Work to complete
Which lines in the items below contain the word "seeded", matching case exactly? Copy out each one.

Coordinate labeling data
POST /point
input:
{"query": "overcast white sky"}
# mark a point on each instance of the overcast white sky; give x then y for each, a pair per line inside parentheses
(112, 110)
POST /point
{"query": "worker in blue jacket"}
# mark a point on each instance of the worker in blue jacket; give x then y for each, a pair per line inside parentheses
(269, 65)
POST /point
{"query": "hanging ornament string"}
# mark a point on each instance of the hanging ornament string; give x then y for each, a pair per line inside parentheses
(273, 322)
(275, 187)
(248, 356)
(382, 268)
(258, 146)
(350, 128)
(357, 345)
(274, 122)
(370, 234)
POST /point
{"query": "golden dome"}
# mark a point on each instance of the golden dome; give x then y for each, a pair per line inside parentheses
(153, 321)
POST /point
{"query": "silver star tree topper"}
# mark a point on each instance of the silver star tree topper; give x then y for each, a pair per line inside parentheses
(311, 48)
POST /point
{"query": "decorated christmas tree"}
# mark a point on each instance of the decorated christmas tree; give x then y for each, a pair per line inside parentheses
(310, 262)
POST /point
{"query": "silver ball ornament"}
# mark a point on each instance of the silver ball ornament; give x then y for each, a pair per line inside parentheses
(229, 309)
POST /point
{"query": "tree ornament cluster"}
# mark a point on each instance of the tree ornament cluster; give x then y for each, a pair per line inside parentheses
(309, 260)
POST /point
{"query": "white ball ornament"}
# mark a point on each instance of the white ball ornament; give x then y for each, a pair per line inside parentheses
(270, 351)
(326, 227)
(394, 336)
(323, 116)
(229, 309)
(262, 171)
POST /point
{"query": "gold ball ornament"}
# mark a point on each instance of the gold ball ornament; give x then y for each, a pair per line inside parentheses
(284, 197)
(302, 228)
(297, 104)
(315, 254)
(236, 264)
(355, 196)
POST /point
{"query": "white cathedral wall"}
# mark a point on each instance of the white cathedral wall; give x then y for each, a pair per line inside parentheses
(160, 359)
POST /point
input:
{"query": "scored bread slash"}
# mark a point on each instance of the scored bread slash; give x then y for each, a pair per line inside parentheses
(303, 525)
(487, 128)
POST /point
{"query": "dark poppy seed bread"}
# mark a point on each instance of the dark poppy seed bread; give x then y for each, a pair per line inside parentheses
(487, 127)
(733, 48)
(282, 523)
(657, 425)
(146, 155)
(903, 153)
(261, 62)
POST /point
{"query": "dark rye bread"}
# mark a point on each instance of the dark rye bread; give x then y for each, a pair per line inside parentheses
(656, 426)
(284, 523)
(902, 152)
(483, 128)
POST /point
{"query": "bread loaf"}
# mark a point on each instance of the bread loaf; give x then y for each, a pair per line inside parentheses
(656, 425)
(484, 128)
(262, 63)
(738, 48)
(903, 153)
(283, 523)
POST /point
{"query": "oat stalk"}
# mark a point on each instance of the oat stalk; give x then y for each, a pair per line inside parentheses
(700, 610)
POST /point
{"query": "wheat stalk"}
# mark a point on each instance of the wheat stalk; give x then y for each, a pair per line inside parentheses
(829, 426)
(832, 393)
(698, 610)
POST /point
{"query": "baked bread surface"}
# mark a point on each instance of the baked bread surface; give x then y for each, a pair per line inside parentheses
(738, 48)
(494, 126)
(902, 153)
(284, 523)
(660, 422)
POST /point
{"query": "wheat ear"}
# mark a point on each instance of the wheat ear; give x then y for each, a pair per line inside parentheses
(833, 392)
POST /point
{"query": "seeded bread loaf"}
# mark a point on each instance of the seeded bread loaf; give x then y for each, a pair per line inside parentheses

The completed task
{"query": "seeded bread loaf"}
# mark a point on each instance of the seeded bread loaf; give x then y for each, a pair per line inside parentheses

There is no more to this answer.